[Exercise material]
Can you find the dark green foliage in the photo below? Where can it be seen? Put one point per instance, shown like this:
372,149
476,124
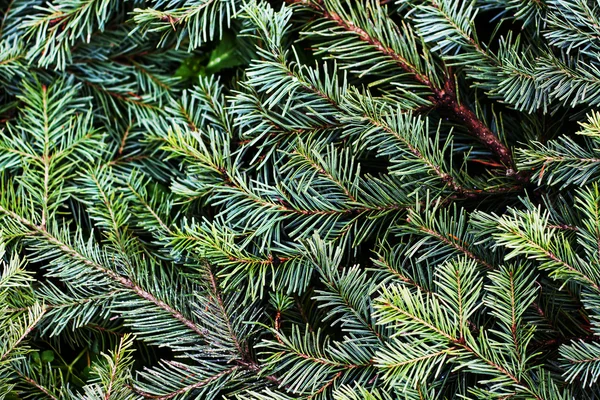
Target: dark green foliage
310,199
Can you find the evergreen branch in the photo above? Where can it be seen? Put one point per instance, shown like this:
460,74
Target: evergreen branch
444,96
123,281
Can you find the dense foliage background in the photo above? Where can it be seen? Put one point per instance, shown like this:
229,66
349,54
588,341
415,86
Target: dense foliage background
304,200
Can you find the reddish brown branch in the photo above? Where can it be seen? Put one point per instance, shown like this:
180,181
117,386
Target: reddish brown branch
444,98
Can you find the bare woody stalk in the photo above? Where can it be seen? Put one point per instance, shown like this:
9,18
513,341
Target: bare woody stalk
444,98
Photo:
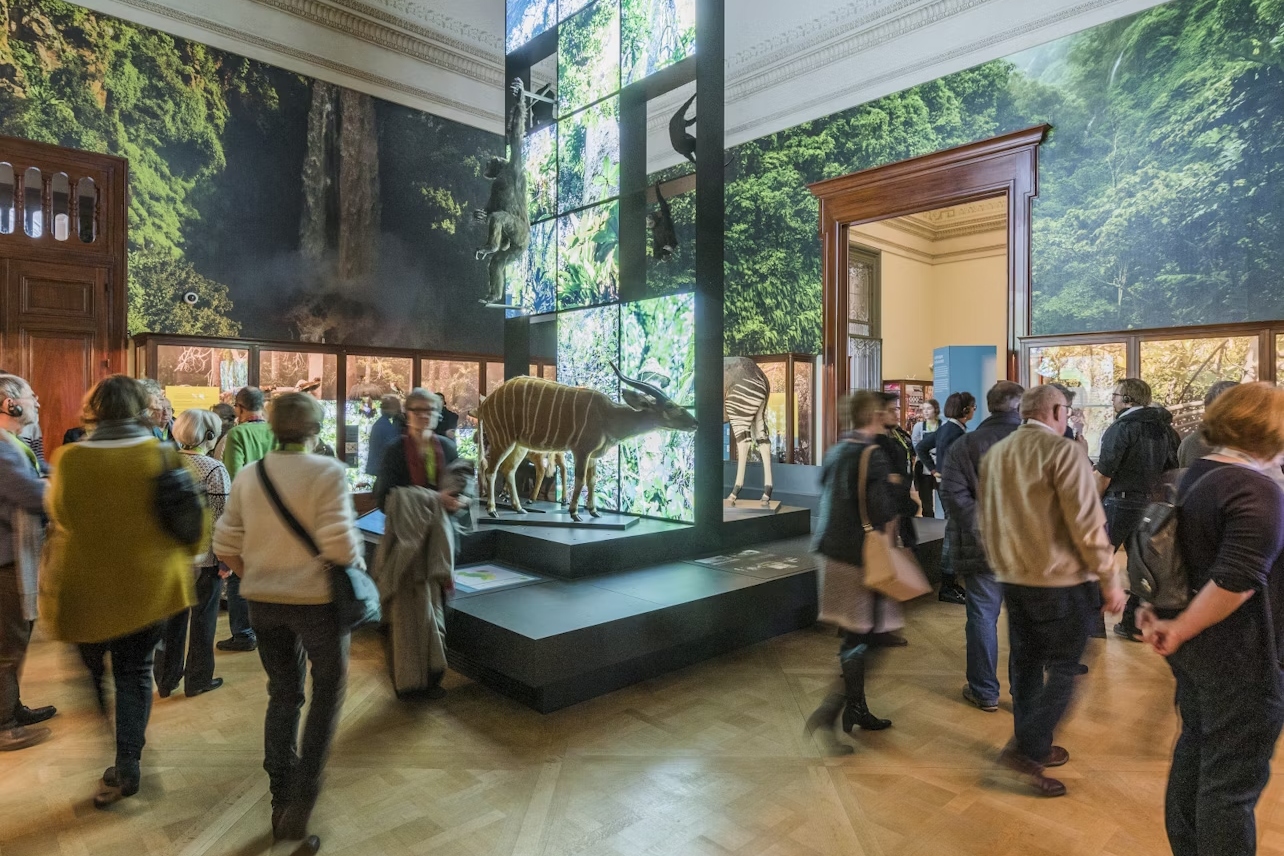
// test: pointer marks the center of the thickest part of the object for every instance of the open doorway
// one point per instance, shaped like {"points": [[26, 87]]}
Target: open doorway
{"points": [[889, 204], [923, 281]]}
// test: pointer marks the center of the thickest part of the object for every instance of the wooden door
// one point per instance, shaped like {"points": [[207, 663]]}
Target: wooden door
{"points": [[62, 273], [59, 318]]}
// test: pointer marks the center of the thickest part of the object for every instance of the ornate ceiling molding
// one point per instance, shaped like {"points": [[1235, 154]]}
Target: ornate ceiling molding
{"points": [[423, 44], [426, 96]]}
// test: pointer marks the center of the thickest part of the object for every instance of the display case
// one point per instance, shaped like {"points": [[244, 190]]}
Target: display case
{"points": [[202, 371], [910, 393], [790, 408]]}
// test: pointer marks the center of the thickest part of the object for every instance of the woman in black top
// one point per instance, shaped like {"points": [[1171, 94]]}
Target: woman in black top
{"points": [[1223, 646], [864, 617]]}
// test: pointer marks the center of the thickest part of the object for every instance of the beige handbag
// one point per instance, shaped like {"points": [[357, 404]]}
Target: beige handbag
{"points": [[890, 567]]}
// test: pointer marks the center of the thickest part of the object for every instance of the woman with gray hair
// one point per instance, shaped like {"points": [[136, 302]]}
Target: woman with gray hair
{"points": [[290, 603], [197, 433]]}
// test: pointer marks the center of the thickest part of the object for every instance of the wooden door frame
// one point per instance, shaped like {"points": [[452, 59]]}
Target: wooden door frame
{"points": [[1006, 164]]}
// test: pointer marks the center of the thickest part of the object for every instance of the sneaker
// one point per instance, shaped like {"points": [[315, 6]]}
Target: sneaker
{"points": [[1131, 634], [968, 696]]}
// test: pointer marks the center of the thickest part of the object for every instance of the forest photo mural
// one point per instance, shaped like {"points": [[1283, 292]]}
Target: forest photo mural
{"points": [[294, 208], [1158, 199]]}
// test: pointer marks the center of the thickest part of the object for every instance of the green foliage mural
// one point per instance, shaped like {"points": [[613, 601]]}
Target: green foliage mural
{"points": [[218, 190], [1157, 202]]}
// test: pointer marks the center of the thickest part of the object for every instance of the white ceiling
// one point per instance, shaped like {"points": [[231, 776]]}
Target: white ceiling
{"points": [[786, 62]]}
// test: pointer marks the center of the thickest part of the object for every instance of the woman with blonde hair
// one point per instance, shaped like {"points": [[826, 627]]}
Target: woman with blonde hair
{"points": [[290, 601], [197, 433], [112, 573], [860, 614], [1223, 647]]}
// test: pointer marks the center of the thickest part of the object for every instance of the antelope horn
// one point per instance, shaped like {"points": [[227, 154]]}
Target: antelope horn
{"points": [[636, 384]]}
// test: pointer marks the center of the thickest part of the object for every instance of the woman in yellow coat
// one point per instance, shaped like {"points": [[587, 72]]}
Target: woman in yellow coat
{"points": [[112, 574]]}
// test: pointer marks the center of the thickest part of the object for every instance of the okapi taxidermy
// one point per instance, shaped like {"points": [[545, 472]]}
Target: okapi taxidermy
{"points": [[537, 415], [745, 393]]}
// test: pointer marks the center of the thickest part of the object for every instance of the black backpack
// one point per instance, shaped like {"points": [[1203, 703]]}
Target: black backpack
{"points": [[1156, 571]]}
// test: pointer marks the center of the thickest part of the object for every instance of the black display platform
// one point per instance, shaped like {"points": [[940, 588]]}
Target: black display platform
{"points": [[552, 643], [592, 551], [546, 513]]}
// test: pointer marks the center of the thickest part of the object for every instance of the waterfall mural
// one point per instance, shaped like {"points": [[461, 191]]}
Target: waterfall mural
{"points": [[294, 208]]}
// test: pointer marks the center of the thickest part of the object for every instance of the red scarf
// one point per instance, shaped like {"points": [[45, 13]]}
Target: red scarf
{"points": [[415, 461]]}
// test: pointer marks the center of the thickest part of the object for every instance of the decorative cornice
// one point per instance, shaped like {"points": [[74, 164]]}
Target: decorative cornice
{"points": [[312, 59], [444, 23], [421, 44], [957, 53]]}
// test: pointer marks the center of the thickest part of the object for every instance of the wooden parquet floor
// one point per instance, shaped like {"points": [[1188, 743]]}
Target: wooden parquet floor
{"points": [[708, 761]]}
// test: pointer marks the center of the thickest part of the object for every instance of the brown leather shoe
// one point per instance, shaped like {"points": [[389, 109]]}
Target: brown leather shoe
{"points": [[1031, 773], [1057, 757], [19, 737]]}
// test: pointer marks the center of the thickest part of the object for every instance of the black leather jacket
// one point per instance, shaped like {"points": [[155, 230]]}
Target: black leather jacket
{"points": [[1136, 449], [959, 476]]}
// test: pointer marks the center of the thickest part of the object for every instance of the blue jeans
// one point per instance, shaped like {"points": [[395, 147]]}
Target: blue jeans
{"points": [[984, 598], [1047, 635], [289, 637], [238, 610], [131, 673]]}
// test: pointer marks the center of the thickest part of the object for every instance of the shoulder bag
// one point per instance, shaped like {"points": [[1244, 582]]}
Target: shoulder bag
{"points": [[890, 569], [356, 598], [180, 499]]}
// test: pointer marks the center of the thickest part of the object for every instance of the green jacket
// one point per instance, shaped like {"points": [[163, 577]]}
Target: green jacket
{"points": [[247, 443]]}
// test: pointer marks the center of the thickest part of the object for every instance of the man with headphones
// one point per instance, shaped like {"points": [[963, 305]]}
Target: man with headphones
{"points": [[22, 492], [1136, 449]]}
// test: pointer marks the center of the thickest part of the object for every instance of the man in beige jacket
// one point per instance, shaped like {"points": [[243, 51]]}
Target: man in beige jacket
{"points": [[1044, 534]]}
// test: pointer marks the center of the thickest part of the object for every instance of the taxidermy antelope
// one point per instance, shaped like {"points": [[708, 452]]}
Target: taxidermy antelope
{"points": [[745, 393], [537, 415]]}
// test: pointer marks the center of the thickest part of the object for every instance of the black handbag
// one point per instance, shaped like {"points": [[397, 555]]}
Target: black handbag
{"points": [[180, 499], [355, 596]]}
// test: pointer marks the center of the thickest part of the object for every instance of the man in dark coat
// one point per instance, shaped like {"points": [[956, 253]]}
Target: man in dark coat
{"points": [[958, 489], [1136, 449]]}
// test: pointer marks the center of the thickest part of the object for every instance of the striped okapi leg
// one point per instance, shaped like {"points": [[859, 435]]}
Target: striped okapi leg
{"points": [[592, 489], [741, 462], [581, 471], [502, 448]]}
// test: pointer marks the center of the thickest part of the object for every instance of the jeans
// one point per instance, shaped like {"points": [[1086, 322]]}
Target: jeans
{"points": [[131, 673], [1122, 517], [984, 598], [288, 635], [238, 610], [1047, 635], [1223, 757], [198, 667], [14, 637]]}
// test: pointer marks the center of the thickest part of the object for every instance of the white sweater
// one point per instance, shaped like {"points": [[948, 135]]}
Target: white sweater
{"points": [[277, 565]]}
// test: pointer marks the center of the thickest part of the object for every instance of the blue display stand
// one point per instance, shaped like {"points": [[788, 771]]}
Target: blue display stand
{"points": [[964, 368]]}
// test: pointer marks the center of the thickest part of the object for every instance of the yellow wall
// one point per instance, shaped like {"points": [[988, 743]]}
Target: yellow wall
{"points": [[950, 291]]}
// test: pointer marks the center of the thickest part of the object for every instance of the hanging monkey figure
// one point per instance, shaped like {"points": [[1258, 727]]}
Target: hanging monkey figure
{"points": [[664, 236], [682, 141], [505, 214]]}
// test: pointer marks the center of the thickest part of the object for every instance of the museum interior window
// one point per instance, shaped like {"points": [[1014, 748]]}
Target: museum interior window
{"points": [[202, 371], [1179, 363]]}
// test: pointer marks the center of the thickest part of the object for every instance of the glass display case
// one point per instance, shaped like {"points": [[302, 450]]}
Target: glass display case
{"points": [[200, 371], [200, 376]]}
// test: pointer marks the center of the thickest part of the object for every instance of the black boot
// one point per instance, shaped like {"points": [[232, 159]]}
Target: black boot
{"points": [[857, 711], [823, 719]]}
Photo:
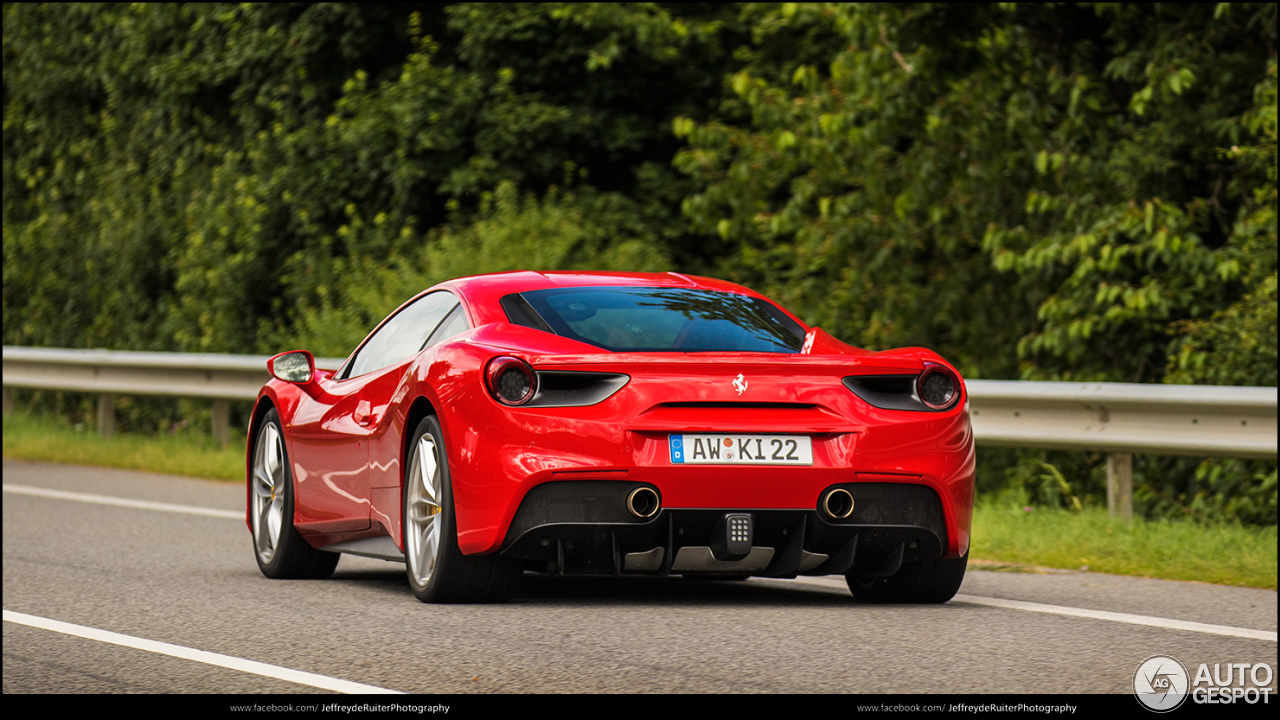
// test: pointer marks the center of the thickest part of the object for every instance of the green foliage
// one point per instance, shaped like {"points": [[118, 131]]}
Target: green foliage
{"points": [[1042, 178], [510, 232]]}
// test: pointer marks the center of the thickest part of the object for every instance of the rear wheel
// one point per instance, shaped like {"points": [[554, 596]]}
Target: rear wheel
{"points": [[437, 569], [278, 547], [926, 580]]}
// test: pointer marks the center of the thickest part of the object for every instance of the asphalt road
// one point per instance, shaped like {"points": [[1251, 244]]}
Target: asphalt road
{"points": [[190, 580]]}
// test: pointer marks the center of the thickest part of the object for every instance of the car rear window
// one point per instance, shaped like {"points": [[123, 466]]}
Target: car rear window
{"points": [[657, 319]]}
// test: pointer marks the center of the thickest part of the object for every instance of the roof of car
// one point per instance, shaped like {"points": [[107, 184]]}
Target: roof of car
{"points": [[483, 292]]}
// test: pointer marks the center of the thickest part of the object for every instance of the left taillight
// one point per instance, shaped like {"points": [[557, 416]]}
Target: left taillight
{"points": [[937, 387], [511, 381]]}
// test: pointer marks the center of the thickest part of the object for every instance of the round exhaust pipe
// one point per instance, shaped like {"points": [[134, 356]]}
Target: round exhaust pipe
{"points": [[643, 502], [839, 504]]}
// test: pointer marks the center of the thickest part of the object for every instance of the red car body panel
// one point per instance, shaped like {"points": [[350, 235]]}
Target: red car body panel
{"points": [[347, 447]]}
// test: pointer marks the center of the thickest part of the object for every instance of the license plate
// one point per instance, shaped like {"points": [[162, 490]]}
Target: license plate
{"points": [[717, 449]]}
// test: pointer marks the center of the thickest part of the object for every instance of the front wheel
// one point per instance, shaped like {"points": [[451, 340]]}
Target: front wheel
{"points": [[924, 580], [437, 569], [278, 547]]}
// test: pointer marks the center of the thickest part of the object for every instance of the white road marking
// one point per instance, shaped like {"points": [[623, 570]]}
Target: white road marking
{"points": [[1082, 613], [122, 501], [822, 582], [1120, 618], [251, 666]]}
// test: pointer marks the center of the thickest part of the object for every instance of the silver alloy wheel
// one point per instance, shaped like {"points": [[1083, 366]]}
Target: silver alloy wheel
{"points": [[268, 492], [423, 511]]}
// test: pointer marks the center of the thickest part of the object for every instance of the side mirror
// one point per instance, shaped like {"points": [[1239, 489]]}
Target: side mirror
{"points": [[295, 367]]}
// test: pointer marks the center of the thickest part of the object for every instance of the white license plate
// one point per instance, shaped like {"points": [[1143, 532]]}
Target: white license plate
{"points": [[716, 449]]}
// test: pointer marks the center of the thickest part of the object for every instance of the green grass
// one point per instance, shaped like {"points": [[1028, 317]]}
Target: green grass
{"points": [[183, 454], [1004, 532], [1220, 554]]}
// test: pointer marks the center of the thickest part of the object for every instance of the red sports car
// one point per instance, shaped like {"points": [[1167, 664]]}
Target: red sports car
{"points": [[617, 424]]}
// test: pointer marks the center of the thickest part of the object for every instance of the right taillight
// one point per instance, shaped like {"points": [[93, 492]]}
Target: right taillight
{"points": [[511, 381], [937, 387]]}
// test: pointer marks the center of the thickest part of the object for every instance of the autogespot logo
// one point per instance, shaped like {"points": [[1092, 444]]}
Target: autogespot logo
{"points": [[1161, 683]]}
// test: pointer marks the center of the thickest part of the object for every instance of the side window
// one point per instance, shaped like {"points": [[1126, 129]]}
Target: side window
{"points": [[402, 335], [453, 324]]}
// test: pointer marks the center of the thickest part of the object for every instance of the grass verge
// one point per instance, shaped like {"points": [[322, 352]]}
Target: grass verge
{"points": [[1004, 532], [182, 454], [1219, 554]]}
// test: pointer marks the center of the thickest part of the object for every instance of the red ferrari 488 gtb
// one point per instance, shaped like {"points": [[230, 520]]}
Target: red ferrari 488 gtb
{"points": [[617, 424]]}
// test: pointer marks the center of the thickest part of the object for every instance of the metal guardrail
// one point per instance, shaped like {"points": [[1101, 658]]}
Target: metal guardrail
{"points": [[1115, 418], [115, 372]]}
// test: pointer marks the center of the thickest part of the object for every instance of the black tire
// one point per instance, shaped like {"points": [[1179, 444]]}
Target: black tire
{"points": [[926, 580], [279, 550], [443, 574]]}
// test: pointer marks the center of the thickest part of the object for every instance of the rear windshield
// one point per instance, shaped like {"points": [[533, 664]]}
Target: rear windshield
{"points": [[657, 319]]}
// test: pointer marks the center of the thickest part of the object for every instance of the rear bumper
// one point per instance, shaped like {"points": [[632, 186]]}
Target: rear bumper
{"points": [[585, 528]]}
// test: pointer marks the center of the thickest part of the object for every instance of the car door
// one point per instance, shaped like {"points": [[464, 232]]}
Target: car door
{"points": [[332, 432]]}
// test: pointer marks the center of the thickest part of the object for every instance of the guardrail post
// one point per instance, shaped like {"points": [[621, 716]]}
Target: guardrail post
{"points": [[106, 415], [1120, 486], [222, 432]]}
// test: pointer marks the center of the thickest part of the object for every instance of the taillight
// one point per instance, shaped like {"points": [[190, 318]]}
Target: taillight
{"points": [[937, 387], [511, 381]]}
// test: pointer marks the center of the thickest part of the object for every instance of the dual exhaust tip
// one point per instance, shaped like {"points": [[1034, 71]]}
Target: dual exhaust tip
{"points": [[644, 502]]}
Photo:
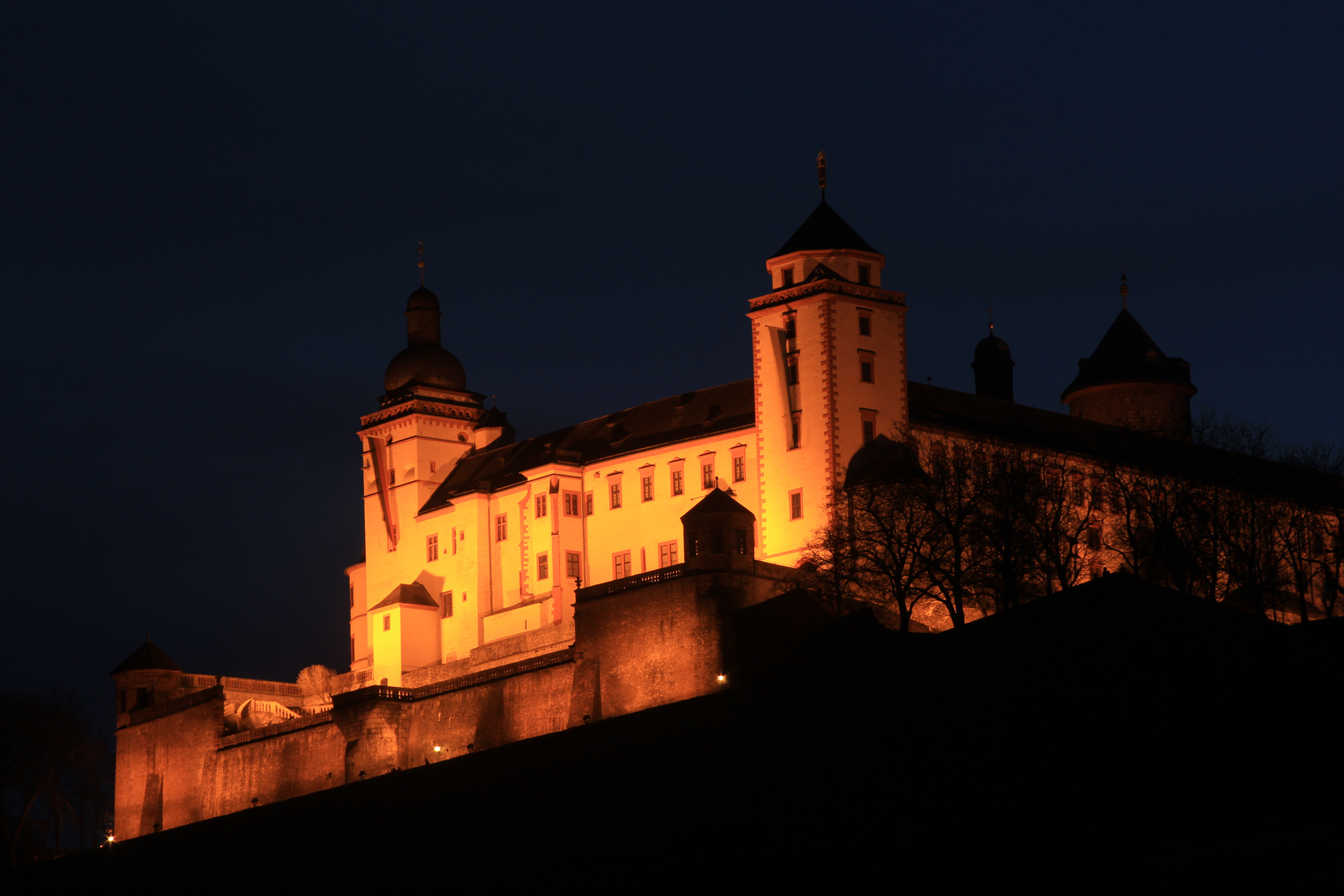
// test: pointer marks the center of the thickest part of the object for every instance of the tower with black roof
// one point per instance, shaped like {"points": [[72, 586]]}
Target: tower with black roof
{"points": [[1131, 382], [828, 349]]}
[/Exercise material]
- **What the task asks**
Copy every line in the entries above that has the string "shown" in it.

- **Task solution**
Can you find the dark green foliage in the photo below? Where can it be seen? Put one point per instance, shown like this:
Can you find the evergreen branch in the photo above? Where can it be seen? Put one point per instance, shown like this:
Can you find the dense foliage background in the photo above? Where can it be seen? Put one point per instance, shown like this:
Can you find the reddish brown branch in the photo above? Where can it be seen? Put one point per instance, shown like this:
Can you find the bare woody stalk in the photo above? Where can it be seen? Put one point per instance, shown like this:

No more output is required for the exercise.